◆ AVAILABLE DATA
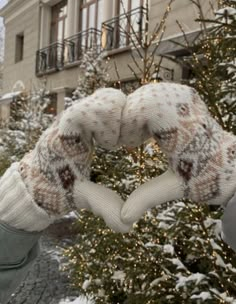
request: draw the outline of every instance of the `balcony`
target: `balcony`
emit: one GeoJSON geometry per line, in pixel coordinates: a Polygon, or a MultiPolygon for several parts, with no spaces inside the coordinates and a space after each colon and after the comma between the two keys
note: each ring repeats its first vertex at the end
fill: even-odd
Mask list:
{"type": "Polygon", "coordinates": [[[101,31],[90,28],[65,39],[64,44],[64,63],[75,63],[80,60],[82,55],[88,50],[93,50],[97,54],[101,52],[101,31]]]}
{"type": "Polygon", "coordinates": [[[83,53],[92,49],[101,52],[101,31],[90,28],[65,39],[62,43],[55,42],[36,53],[36,75],[57,72],[65,67],[77,64],[83,53]]]}
{"type": "Polygon", "coordinates": [[[97,54],[132,46],[143,38],[146,9],[138,7],[125,14],[114,17],[102,25],[102,32],[89,28],[40,49],[36,54],[36,75],[57,72],[78,65],[82,55],[88,50],[97,54]]]}
{"type": "Polygon", "coordinates": [[[146,21],[146,9],[138,7],[103,23],[102,47],[104,50],[121,49],[141,41],[146,21]]]}
{"type": "Polygon", "coordinates": [[[59,71],[64,66],[64,44],[55,42],[36,53],[36,75],[59,71]]]}

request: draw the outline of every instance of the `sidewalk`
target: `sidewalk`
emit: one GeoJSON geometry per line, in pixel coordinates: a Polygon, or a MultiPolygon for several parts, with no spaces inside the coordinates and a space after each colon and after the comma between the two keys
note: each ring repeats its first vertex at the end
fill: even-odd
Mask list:
{"type": "Polygon", "coordinates": [[[41,255],[9,304],[58,304],[63,298],[79,296],[70,286],[67,274],[61,270],[61,265],[66,262],[63,247],[72,245],[75,239],[71,230],[74,220],[65,218],[45,231],[41,239],[41,255]]]}

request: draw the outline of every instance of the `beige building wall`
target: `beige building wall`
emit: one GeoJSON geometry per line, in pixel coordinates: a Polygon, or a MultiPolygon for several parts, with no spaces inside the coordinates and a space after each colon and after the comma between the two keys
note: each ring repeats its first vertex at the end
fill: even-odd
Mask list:
{"type": "MultiPolygon", "coordinates": [[[[150,9],[150,29],[152,30],[157,23],[162,20],[170,0],[151,0],[150,9]]],[[[217,8],[218,1],[199,1],[205,17],[213,17],[213,11],[210,3],[217,8]]],[[[170,6],[170,13],[166,20],[166,30],[164,38],[181,35],[178,21],[184,32],[189,33],[199,29],[199,23],[195,20],[199,18],[199,9],[190,0],[175,0],[170,6]]]]}
{"type": "MultiPolygon", "coordinates": [[[[40,48],[40,44],[41,47],[49,45],[50,33],[50,20],[46,19],[50,16],[50,12],[47,11],[50,6],[44,4],[46,14],[44,11],[42,16],[40,14],[42,7],[39,2],[39,0],[18,0],[12,2],[12,6],[10,3],[4,13],[6,33],[2,95],[24,88],[28,91],[40,88],[42,81],[45,82],[46,80],[47,89],[53,93],[58,93],[58,110],[61,111],[64,107],[67,88],[76,87],[78,67],[36,77],[36,51],[40,48]],[[45,24],[46,21],[47,24],[45,24]],[[24,55],[23,60],[15,62],[16,36],[20,33],[24,35],[24,55]],[[22,84],[21,87],[19,87],[20,83],[22,84]]],[[[55,4],[55,1],[50,3],[55,4]]],[[[4,117],[8,113],[5,108],[5,106],[2,106],[1,111],[4,113],[4,117]]]]}
{"type": "Polygon", "coordinates": [[[5,15],[3,93],[14,91],[14,86],[19,80],[26,88],[38,83],[35,77],[35,59],[39,39],[39,5],[35,0],[18,2],[21,5],[9,9],[5,15]],[[23,60],[16,63],[16,36],[20,33],[24,35],[23,60]]]}
{"type": "MultiPolygon", "coordinates": [[[[161,20],[164,17],[166,9],[168,7],[170,0],[150,0],[149,1],[149,33],[153,33],[153,30],[157,24],[160,24],[161,20]]],[[[210,5],[209,1],[200,0],[202,11],[204,13],[204,17],[213,17],[213,10],[212,6],[210,5]]],[[[215,9],[218,7],[218,1],[212,0],[211,4],[215,9]]],[[[170,6],[170,12],[168,18],[165,22],[166,30],[163,36],[163,42],[174,37],[182,36],[182,32],[180,27],[178,26],[178,21],[181,24],[183,31],[187,33],[192,33],[200,29],[199,23],[195,20],[199,18],[199,10],[198,8],[190,1],[190,0],[175,0],[172,5],[170,6]]],[[[160,32],[161,35],[161,32],[160,32]]],[[[158,36],[158,39],[160,38],[158,36]]],[[[156,41],[158,41],[158,39],[156,41]]],[[[155,43],[154,43],[155,44],[155,43]]],[[[166,50],[168,51],[168,50],[166,50]]],[[[108,52],[108,57],[110,55],[111,59],[108,64],[108,70],[110,74],[111,81],[117,81],[118,76],[116,71],[114,70],[114,62],[118,67],[118,74],[120,79],[130,79],[132,77],[131,70],[128,68],[128,64],[132,66],[134,71],[139,74],[138,69],[136,68],[135,64],[133,64],[133,60],[130,56],[130,52],[128,50],[124,52],[115,52],[116,54],[113,55],[113,52],[108,52]]],[[[135,53],[134,53],[135,54],[135,53]]],[[[139,62],[140,67],[142,68],[142,62],[139,60],[139,56],[135,56],[137,62],[139,62]]],[[[159,57],[156,57],[156,62],[159,61],[159,57]]],[[[179,82],[182,78],[182,67],[178,64],[173,63],[173,61],[169,61],[164,59],[162,61],[162,66],[166,67],[167,69],[174,70],[174,77],[173,81],[179,82]]],[[[165,78],[165,70],[162,71],[162,78],[165,78]]]]}
{"type": "MultiPolygon", "coordinates": [[[[212,14],[209,1],[200,0],[206,16],[212,14]]],[[[46,74],[43,77],[36,77],[36,51],[39,48],[49,45],[50,32],[50,6],[57,3],[58,0],[11,0],[2,14],[5,19],[6,36],[5,36],[5,62],[4,62],[4,80],[3,94],[14,90],[19,90],[17,83],[23,82],[25,88],[39,88],[42,80],[46,80],[47,88],[58,94],[58,111],[64,107],[64,97],[67,92],[77,85],[78,75],[80,73],[78,66],[64,68],[62,71],[46,74]],[[41,4],[40,4],[41,3],[41,4]],[[24,57],[20,62],[15,63],[15,45],[16,35],[24,33],[24,57]]],[[[212,0],[217,7],[217,0],[212,0]]],[[[78,7],[79,1],[68,0],[68,32],[67,37],[76,34],[78,28],[78,7]]],[[[160,23],[169,0],[150,0],[150,30],[156,23],[160,23]]],[[[107,21],[114,14],[114,0],[104,0],[103,21],[107,21]]],[[[166,32],[164,39],[181,35],[180,29],[176,23],[178,20],[186,33],[196,31],[199,24],[195,19],[199,12],[190,0],[175,0],[171,7],[171,12],[166,21],[166,32]]],[[[106,67],[110,75],[110,81],[118,80],[117,73],[114,69],[114,61],[118,66],[119,78],[130,80],[133,76],[128,68],[128,63],[132,64],[129,51],[108,52],[104,53],[106,67]],[[107,57],[108,56],[108,57],[107,57]],[[109,63],[107,58],[111,57],[109,63]]],[[[158,60],[158,59],[157,59],[158,60]]],[[[174,69],[174,81],[181,79],[182,68],[169,62],[163,61],[169,69],[174,69]]],[[[6,112],[3,110],[4,113],[6,112]]]]}
{"type": "Polygon", "coordinates": [[[5,121],[10,116],[10,104],[0,105],[0,121],[5,121]]]}

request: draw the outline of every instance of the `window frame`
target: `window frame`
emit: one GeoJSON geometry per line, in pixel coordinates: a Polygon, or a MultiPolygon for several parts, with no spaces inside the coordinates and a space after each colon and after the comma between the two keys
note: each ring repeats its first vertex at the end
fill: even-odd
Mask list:
{"type": "Polygon", "coordinates": [[[24,59],[25,34],[20,32],[15,37],[15,63],[24,59]]]}
{"type": "Polygon", "coordinates": [[[65,39],[65,36],[66,36],[65,29],[66,29],[68,11],[63,16],[61,16],[61,17],[59,16],[60,9],[64,6],[67,6],[67,9],[68,9],[68,0],[62,0],[59,3],[57,3],[57,4],[55,4],[51,7],[51,24],[50,24],[50,30],[51,30],[50,31],[50,43],[51,44],[59,41],[59,39],[58,39],[58,26],[59,26],[60,21],[63,22],[63,30],[62,30],[63,36],[62,36],[62,39],[59,42],[62,42],[65,39]],[[58,10],[56,16],[53,16],[53,10],[54,9],[58,10]],[[55,32],[53,33],[53,28],[54,27],[55,27],[55,29],[54,29],[55,32]]]}
{"type": "MultiPolygon", "coordinates": [[[[125,11],[126,13],[129,12],[129,11],[131,11],[131,8],[132,8],[132,1],[133,1],[133,0],[128,0],[128,9],[125,11]]],[[[139,0],[139,3],[140,3],[140,4],[139,4],[138,7],[143,6],[144,0],[139,0]]],[[[114,15],[114,17],[121,15],[121,14],[120,14],[121,8],[122,8],[122,5],[121,5],[120,0],[116,0],[116,1],[115,1],[115,15],[114,15]]]]}
{"type": "MultiPolygon", "coordinates": [[[[81,1],[81,4],[80,4],[80,7],[79,7],[79,31],[82,31],[82,24],[83,24],[83,9],[87,9],[87,12],[86,12],[86,25],[85,25],[85,29],[84,30],[88,30],[90,27],[89,27],[89,20],[91,18],[90,16],[90,7],[95,4],[95,15],[93,17],[95,17],[95,21],[94,21],[94,24],[95,24],[95,28],[97,29],[98,28],[98,4],[99,2],[102,1],[102,0],[90,0],[86,3],[83,3],[83,1],[81,1]]],[[[110,0],[111,1],[111,0],[110,0]]]]}
{"type": "MultiPolygon", "coordinates": [[[[131,28],[130,28],[130,22],[131,22],[131,17],[129,15],[129,12],[131,12],[132,10],[136,9],[136,8],[132,8],[132,1],[133,0],[127,0],[127,9],[125,8],[124,11],[121,12],[122,9],[122,4],[120,0],[115,0],[115,10],[114,10],[114,17],[117,18],[117,24],[115,26],[115,44],[119,45],[120,43],[120,29],[119,29],[119,22],[120,22],[120,16],[123,16],[124,14],[127,13],[127,27],[126,27],[126,31],[127,33],[130,33],[131,28]]],[[[138,7],[143,7],[144,4],[144,0],[139,0],[139,5],[138,7]]],[[[126,35],[126,47],[129,46],[130,44],[130,37],[129,35],[126,35]]],[[[115,49],[119,49],[119,47],[115,47],[115,49]]]]}

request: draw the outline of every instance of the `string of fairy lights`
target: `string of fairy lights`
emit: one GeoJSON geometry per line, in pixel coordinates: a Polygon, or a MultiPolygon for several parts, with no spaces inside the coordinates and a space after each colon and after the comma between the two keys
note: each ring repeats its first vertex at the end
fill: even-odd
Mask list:
{"type": "MultiPolygon", "coordinates": [[[[196,206],[191,207],[190,209],[189,205],[186,205],[185,214],[192,211],[192,208],[194,209],[194,214],[190,212],[190,220],[193,223],[199,223],[199,229],[201,226],[202,210],[196,206]]],[[[179,212],[177,209],[176,211],[179,212]]],[[[150,289],[150,292],[152,291],[155,293],[156,297],[161,297],[163,296],[161,290],[163,290],[163,288],[168,288],[168,293],[176,294],[177,291],[175,284],[172,283],[177,279],[176,274],[171,270],[170,265],[166,265],[166,257],[163,255],[161,250],[158,251],[158,246],[161,248],[163,245],[163,241],[161,240],[163,237],[162,232],[159,230],[156,234],[153,233],[157,229],[158,221],[154,218],[153,221],[151,221],[152,225],[149,225],[148,227],[146,225],[146,221],[150,221],[150,216],[145,219],[145,223],[142,227],[139,227],[136,233],[130,236],[122,235],[116,237],[116,235],[111,234],[109,229],[99,228],[96,231],[96,235],[92,239],[89,238],[89,244],[87,244],[87,246],[84,246],[84,242],[88,240],[88,236],[85,234],[86,239],[76,245],[76,248],[68,250],[67,252],[72,263],[74,265],[79,264],[79,269],[76,271],[76,276],[78,278],[78,281],[75,282],[76,286],[78,287],[80,284],[82,286],[85,279],[90,280],[90,284],[94,288],[93,293],[99,300],[98,303],[110,303],[106,297],[107,293],[115,294],[119,289],[127,293],[135,292],[137,288],[137,278],[132,275],[124,277],[122,283],[112,279],[115,271],[120,269],[129,271],[132,269],[132,274],[137,274],[137,276],[140,276],[144,282],[145,280],[148,280],[150,273],[154,278],[161,278],[161,280],[159,280],[158,283],[155,283],[155,285],[149,285],[149,282],[147,284],[148,286],[145,286],[145,288],[147,288],[147,292],[150,289]],[[147,238],[147,235],[150,235],[151,238],[147,238]],[[153,247],[146,246],[146,242],[148,240],[152,242],[153,247]],[[116,250],[114,250],[114,248],[116,248],[116,250]],[[153,248],[155,248],[155,250],[153,250],[153,248]],[[124,264],[122,264],[122,261],[125,261],[124,264]],[[130,263],[129,267],[123,268],[127,263],[130,263]],[[149,270],[142,267],[145,263],[148,265],[149,270]],[[97,272],[96,267],[98,267],[100,271],[97,272]],[[140,273],[140,270],[143,271],[143,273],[140,273]],[[104,278],[106,278],[106,283],[104,282],[104,278]],[[110,282],[109,292],[104,285],[108,284],[107,280],[110,282]],[[104,289],[102,293],[101,290],[96,292],[98,289],[96,284],[101,290],[104,289]],[[171,285],[173,285],[173,288],[170,287],[171,285]]],[[[94,222],[94,217],[91,216],[86,218],[86,223],[82,223],[82,225],[84,225],[84,231],[91,231],[92,222],[94,222]]],[[[186,227],[187,226],[185,224],[182,229],[186,230],[186,227]]],[[[199,231],[201,231],[201,229],[199,231]]],[[[83,231],[80,231],[80,233],[83,234],[83,231]]],[[[171,231],[166,232],[165,237],[167,237],[167,234],[169,233],[171,233],[171,231]]],[[[235,281],[232,277],[235,269],[232,267],[232,260],[227,254],[220,252],[220,255],[226,261],[225,269],[221,269],[218,263],[219,251],[213,248],[211,242],[212,236],[208,234],[209,233],[205,227],[202,229],[202,233],[199,233],[198,241],[190,242],[188,238],[184,238],[182,239],[182,245],[187,247],[191,244],[191,250],[189,250],[189,253],[195,254],[197,259],[207,258],[208,263],[211,263],[211,266],[209,267],[208,265],[208,267],[211,269],[212,277],[214,274],[217,276],[220,288],[224,290],[227,297],[230,297],[229,290],[235,288],[235,281]],[[206,230],[205,233],[204,230],[206,230]],[[205,234],[207,234],[207,237],[205,234]],[[221,273],[223,273],[223,275],[221,275],[221,273]]],[[[179,237],[175,235],[172,241],[177,244],[179,237]]],[[[218,246],[222,246],[221,248],[224,248],[225,244],[219,242],[218,246]]],[[[181,251],[175,252],[175,256],[181,258],[181,251]]],[[[192,273],[185,268],[181,270],[181,274],[187,277],[192,273]]],[[[208,282],[211,281],[211,274],[206,276],[206,280],[208,282]]],[[[88,288],[89,294],[91,294],[93,288],[88,288]]],[[[145,288],[143,291],[146,290],[145,288]]],[[[212,293],[214,293],[214,290],[212,293]]],[[[217,298],[223,303],[223,298],[221,298],[220,295],[216,294],[215,296],[217,296],[217,298]]],[[[155,302],[150,300],[149,303],[155,302]]]]}
{"type": "MultiPolygon", "coordinates": [[[[219,1],[221,6],[224,3],[224,0],[219,1]]],[[[167,12],[170,9],[168,7],[167,12]]],[[[148,28],[149,23],[146,25],[148,28]]],[[[160,33],[160,35],[162,34],[163,32],[160,33]]],[[[144,47],[145,41],[147,43],[148,37],[153,39],[154,35],[149,35],[146,31],[145,39],[141,41],[141,47],[144,47]]],[[[156,38],[158,37],[156,36],[156,38]]],[[[217,37],[203,45],[203,53],[208,61],[214,60],[210,52],[212,43],[218,45],[220,38],[217,37]]],[[[231,47],[228,48],[228,51],[233,53],[236,49],[231,47]]],[[[201,67],[202,61],[198,53],[193,52],[192,57],[194,64],[201,67]]],[[[231,57],[226,57],[226,60],[230,61],[231,57]]],[[[112,57],[106,58],[108,66],[113,63],[112,61],[112,57]]],[[[140,58],[140,62],[141,67],[146,68],[140,75],[139,81],[141,84],[145,84],[151,81],[151,73],[147,73],[149,72],[147,65],[152,63],[152,59],[143,57],[140,58]]],[[[158,72],[158,70],[155,70],[155,72],[158,72]]],[[[204,90],[204,85],[211,81],[214,74],[211,70],[201,73],[203,77],[198,86],[204,90]]],[[[122,79],[117,66],[115,66],[115,75],[117,80],[114,82],[114,86],[121,88],[122,79]]],[[[135,71],[132,72],[132,76],[135,78],[135,71]]],[[[209,110],[214,113],[216,119],[219,119],[222,111],[227,109],[226,105],[215,103],[209,105],[209,110]]],[[[224,121],[221,123],[226,127],[224,121]]],[[[152,158],[159,158],[159,165],[161,163],[164,165],[165,160],[160,160],[158,147],[155,147],[153,151],[152,158]]],[[[148,156],[142,147],[132,151],[132,153],[132,157],[139,164],[139,170],[135,171],[135,180],[141,184],[147,178],[146,160],[148,156]]],[[[106,166],[106,164],[103,166],[106,166]]],[[[102,170],[100,163],[99,170],[102,170]]],[[[119,179],[119,174],[115,174],[113,177],[119,179]]],[[[191,297],[191,290],[188,289],[188,285],[184,289],[176,289],[177,274],[188,277],[191,276],[192,271],[190,271],[191,267],[188,268],[186,264],[183,269],[175,271],[171,258],[178,258],[182,263],[186,262],[187,259],[184,258],[183,250],[187,248],[188,255],[193,261],[207,260],[207,267],[210,269],[209,273],[205,275],[204,283],[193,285],[193,288],[198,289],[199,292],[207,290],[217,303],[225,303],[225,298],[216,288],[212,287],[214,286],[212,282],[216,280],[219,289],[226,297],[230,298],[232,290],[236,289],[235,268],[232,266],[235,261],[230,254],[230,248],[223,243],[221,238],[215,238],[214,227],[216,224],[209,225],[207,223],[208,217],[214,219],[211,217],[212,213],[209,208],[193,204],[191,201],[184,203],[184,207],[168,204],[167,208],[169,208],[168,212],[165,211],[164,213],[166,217],[175,219],[171,225],[159,228],[160,220],[157,215],[161,213],[161,210],[153,210],[151,215],[150,213],[146,214],[142,221],[134,226],[134,232],[129,235],[112,234],[100,220],[97,224],[94,224],[93,216],[86,215],[84,218],[83,215],[80,216],[79,233],[82,235],[81,242],[66,251],[66,255],[75,266],[75,272],[72,274],[74,284],[79,287],[83,286],[85,280],[89,281],[90,286],[81,291],[93,295],[96,303],[99,304],[111,303],[111,295],[115,295],[118,291],[133,295],[139,292],[140,296],[143,292],[147,295],[147,298],[151,298],[145,301],[147,304],[155,304],[156,299],[163,297],[163,294],[166,299],[168,296],[173,296],[175,303],[180,303],[178,301],[183,300],[183,294],[188,298],[191,297]],[[191,239],[190,236],[195,236],[195,239],[191,239]],[[213,240],[215,243],[213,243],[213,240]],[[171,242],[175,248],[173,257],[166,256],[162,251],[163,244],[168,242],[171,242]],[[149,243],[152,246],[147,246],[149,243]],[[117,270],[124,270],[125,272],[124,278],[120,281],[113,279],[113,274],[117,270]],[[151,278],[159,278],[159,280],[153,283],[154,280],[151,280],[151,278]],[[153,297],[155,297],[154,300],[153,297]]]]}

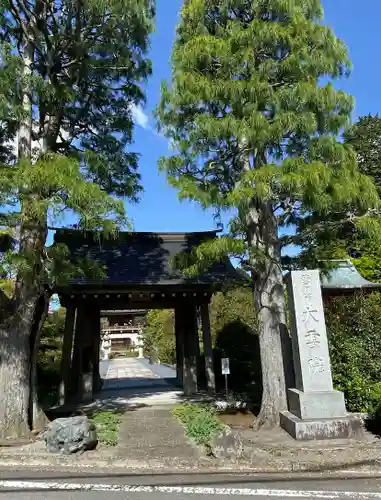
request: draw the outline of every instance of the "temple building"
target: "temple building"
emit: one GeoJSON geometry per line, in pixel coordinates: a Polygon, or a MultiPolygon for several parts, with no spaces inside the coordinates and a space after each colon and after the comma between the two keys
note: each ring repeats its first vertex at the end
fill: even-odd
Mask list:
{"type": "Polygon", "coordinates": [[[199,311],[205,377],[208,391],[215,392],[209,302],[212,294],[226,282],[244,278],[229,259],[216,262],[197,277],[185,277],[174,265],[181,252],[189,253],[200,243],[214,238],[217,238],[217,231],[121,232],[116,238],[108,239],[90,231],[56,231],[55,244],[67,245],[74,264],[80,259],[88,259],[96,262],[103,271],[99,276],[96,273],[81,275],[56,290],[67,311],[61,402],[78,400],[84,392],[99,390],[101,311],[113,310],[175,311],[177,379],[186,395],[196,394],[198,390],[199,311]]]}
{"type": "Polygon", "coordinates": [[[145,309],[101,311],[101,359],[110,355],[142,354],[145,309]]]}

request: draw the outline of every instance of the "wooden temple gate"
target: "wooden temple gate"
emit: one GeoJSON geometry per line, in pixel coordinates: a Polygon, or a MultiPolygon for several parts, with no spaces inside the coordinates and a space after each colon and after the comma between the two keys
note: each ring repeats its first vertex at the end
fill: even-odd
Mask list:
{"type": "Polygon", "coordinates": [[[61,367],[62,404],[100,390],[101,310],[175,311],[177,379],[185,395],[196,394],[198,390],[199,316],[207,388],[209,393],[215,391],[209,303],[223,283],[241,281],[242,276],[226,260],[214,264],[202,276],[186,278],[176,271],[173,260],[180,252],[190,252],[202,241],[216,237],[216,231],[119,233],[115,239],[78,230],[56,232],[55,244],[67,245],[73,259],[86,257],[104,269],[99,277],[76,278],[57,290],[67,311],[61,367]]]}

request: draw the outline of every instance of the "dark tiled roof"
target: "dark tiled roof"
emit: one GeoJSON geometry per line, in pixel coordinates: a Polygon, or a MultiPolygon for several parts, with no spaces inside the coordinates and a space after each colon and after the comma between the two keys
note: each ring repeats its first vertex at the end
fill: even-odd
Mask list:
{"type": "Polygon", "coordinates": [[[320,278],[323,291],[334,290],[372,290],[381,283],[372,283],[361,276],[350,260],[331,261],[332,270],[320,278]]]}
{"type": "Polygon", "coordinates": [[[115,239],[99,238],[95,233],[60,229],[55,243],[65,243],[73,256],[87,255],[106,267],[107,277],[100,280],[79,278],[72,285],[212,285],[226,280],[242,281],[230,260],[214,264],[207,273],[186,278],[173,268],[173,258],[190,251],[202,241],[216,238],[215,231],[198,233],[126,233],[115,239]]]}

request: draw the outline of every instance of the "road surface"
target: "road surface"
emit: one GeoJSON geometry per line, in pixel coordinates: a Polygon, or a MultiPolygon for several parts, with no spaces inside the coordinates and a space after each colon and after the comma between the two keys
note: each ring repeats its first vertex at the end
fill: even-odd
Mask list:
{"type": "Polygon", "coordinates": [[[0,500],[381,500],[381,476],[183,474],[135,476],[0,471],[0,500]]]}

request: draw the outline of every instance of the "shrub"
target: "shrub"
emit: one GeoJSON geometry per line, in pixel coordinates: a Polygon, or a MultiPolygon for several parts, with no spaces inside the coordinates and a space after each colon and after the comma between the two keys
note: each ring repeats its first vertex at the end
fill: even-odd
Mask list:
{"type": "Polygon", "coordinates": [[[135,349],[127,349],[125,356],[126,358],[137,358],[139,355],[139,352],[136,351],[135,349]]]}
{"type": "Polygon", "coordinates": [[[326,321],[335,387],[349,411],[374,411],[381,403],[380,294],[332,298],[326,321]]]}
{"type": "Polygon", "coordinates": [[[238,320],[226,323],[217,332],[214,362],[219,390],[225,388],[225,377],[221,374],[221,358],[224,357],[230,360],[229,389],[249,395],[252,402],[260,402],[262,376],[256,332],[238,320]]]}
{"type": "Polygon", "coordinates": [[[206,448],[223,429],[213,408],[206,405],[186,403],[177,406],[173,415],[184,425],[187,436],[206,448]]]}
{"type": "Polygon", "coordinates": [[[251,332],[257,330],[257,314],[250,287],[233,288],[212,297],[210,324],[214,342],[218,341],[226,325],[235,323],[244,325],[251,332]]]}

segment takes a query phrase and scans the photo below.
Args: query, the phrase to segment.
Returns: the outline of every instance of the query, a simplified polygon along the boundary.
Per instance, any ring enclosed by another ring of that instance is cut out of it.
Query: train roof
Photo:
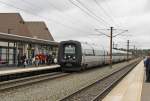
[[[82,41],[66,40],[66,41],[61,41],[60,43],[61,44],[75,43],[75,44],[81,45],[83,49],[103,50],[103,51],[108,52],[108,50],[104,49],[104,47],[102,47],[102,46],[98,46],[98,45],[95,45],[95,44],[90,44],[90,43],[82,42]],[[112,49],[112,53],[127,54],[127,51]],[[128,52],[128,54],[132,54],[132,52]]]
[[[67,43],[80,44],[79,41],[75,41],[75,40],[66,40],[66,41],[61,41],[60,42],[60,44],[67,44]]]
[[[81,42],[81,45],[82,45],[82,48],[84,48],[84,49],[91,49],[92,48],[93,50],[105,50],[104,47],[102,47],[102,46],[90,44],[87,42]]]
[[[102,46],[97,46],[94,44],[90,44],[87,42],[82,42],[82,41],[76,41],[76,40],[66,40],[66,41],[61,41],[60,44],[67,44],[67,43],[75,43],[75,44],[80,44],[83,49],[94,49],[94,50],[105,50]]]
[[[113,53],[122,53],[122,54],[127,54],[127,51],[123,51],[123,50],[117,50],[117,49],[113,49],[112,50]],[[132,52],[128,52],[128,54],[132,54]]]

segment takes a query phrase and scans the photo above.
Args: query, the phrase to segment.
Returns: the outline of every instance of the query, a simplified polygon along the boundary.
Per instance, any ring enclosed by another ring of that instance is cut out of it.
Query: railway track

◆ EXERCISE DIRECTIONS
Which lines contain "building"? Copy each of them from the listing.

◆ SOLUTION FOR THIS TASK
request: draw the outline of every instance of the `beige building wall`
target: `beige building wall`
request: draw the outline of every instance of the "temple building"
target: "temple building"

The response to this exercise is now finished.